Reproduce the material below word for word, keeping every line, space, and character unchanged.

[start]

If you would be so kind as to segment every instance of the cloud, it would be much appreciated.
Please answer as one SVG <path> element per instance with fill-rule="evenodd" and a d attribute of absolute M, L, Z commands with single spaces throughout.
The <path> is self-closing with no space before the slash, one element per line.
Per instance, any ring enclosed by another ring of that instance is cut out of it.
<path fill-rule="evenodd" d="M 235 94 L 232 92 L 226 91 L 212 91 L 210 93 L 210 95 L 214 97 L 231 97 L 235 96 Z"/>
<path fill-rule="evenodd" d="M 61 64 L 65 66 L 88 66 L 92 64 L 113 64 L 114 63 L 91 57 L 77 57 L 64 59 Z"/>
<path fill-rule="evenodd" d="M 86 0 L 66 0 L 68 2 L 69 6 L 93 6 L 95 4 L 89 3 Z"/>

[end]

RESULT OF THIS EXERCISE ->
If you would be so kind as to segment every instance of the cloud, it would be much appreciated.
Please answer as one SVG <path> element per instance with fill-rule="evenodd" and a d attribute of absolute M, L, Z commands with single spaces throughout.
The <path> is self-closing with no space before the slash, one element per line.
Per instance, any ring enclosed by another ring of that instance is cut out of it.
<path fill-rule="evenodd" d="M 235 94 L 232 92 L 226 91 L 212 91 L 210 93 L 210 95 L 214 97 L 231 97 L 235 96 Z"/>
<path fill-rule="evenodd" d="M 61 64 L 65 66 L 88 66 L 92 64 L 113 64 L 114 63 L 91 57 L 77 57 L 64 59 Z"/>
<path fill-rule="evenodd" d="M 86 0 L 66 0 L 68 2 L 69 6 L 93 6 L 95 4 L 89 3 Z"/>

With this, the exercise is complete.